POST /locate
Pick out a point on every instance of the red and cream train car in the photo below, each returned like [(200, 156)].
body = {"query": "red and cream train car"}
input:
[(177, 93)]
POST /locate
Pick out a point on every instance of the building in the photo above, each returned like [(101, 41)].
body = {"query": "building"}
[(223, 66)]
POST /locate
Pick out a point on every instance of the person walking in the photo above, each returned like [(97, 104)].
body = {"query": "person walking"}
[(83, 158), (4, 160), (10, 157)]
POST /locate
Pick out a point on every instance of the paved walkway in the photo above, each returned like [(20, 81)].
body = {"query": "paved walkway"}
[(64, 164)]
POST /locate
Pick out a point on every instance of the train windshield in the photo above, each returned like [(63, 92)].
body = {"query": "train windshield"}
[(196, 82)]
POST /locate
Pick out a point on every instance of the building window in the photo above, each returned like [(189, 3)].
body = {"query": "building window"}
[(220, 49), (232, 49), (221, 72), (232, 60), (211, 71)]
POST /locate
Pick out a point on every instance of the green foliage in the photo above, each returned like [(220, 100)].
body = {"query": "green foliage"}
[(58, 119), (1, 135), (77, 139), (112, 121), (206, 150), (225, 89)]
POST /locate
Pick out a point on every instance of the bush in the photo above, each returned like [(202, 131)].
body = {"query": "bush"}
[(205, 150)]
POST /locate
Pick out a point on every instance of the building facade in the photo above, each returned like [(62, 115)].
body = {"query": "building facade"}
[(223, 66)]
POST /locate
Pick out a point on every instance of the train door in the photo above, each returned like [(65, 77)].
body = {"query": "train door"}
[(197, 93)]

> Exercise requirements
Reproduce every record above exactly as it appears.

> Finished answer
POST /locate
Pick out a point on every instance of the red and cream train car in the photo below, each returned like [(200, 156)].
body = {"query": "red and cream train car"}
input:
[(177, 93)]
POST /locate
Pick out a point on every instance of the building in the photo above, each returned like [(101, 41)].
body = {"query": "building"}
[(223, 66)]
POST /locate
Pick out a point on every instance of the person walking in the photo above, each returned like [(97, 104)].
body = {"query": "person walking"}
[(83, 158), (4, 160), (10, 157)]
POST /locate
Pick out a point on every instance of the paved walkway in the photo above, each returned like [(20, 81)].
body = {"query": "paved walkway"}
[(64, 164)]
POST /locate
Pick out a point on every instance of the train windshield in the photo above, each returned like [(63, 92)].
body = {"query": "train windshield"}
[(196, 82)]
POST /locate
Pick out a point on every instance of the building window in the photo above, each returned like [(189, 3)].
body = {"query": "building window"}
[(220, 49), (232, 49), (221, 72), (232, 60), (211, 71)]
POST /locate
Pick out a point on every instance of the green foliage in the photo above, each returned like [(220, 100)].
body = {"query": "green foliage"}
[(58, 119), (1, 135), (77, 139), (112, 121), (206, 150), (225, 89)]
POST /locate
Pick out a point on every instance of the bush in the photo above, each returned like [(202, 131)].
body = {"query": "bush"}
[(205, 150)]
POST /locate
Pick out a point on every instance of the building facade in the photo above, each returned like [(62, 115)].
body = {"query": "building facade"}
[(223, 66)]
POST /locate
Pick out a point on every instance of the train door in the photo above, each returned like [(65, 77)].
body = {"query": "train door"}
[(197, 93)]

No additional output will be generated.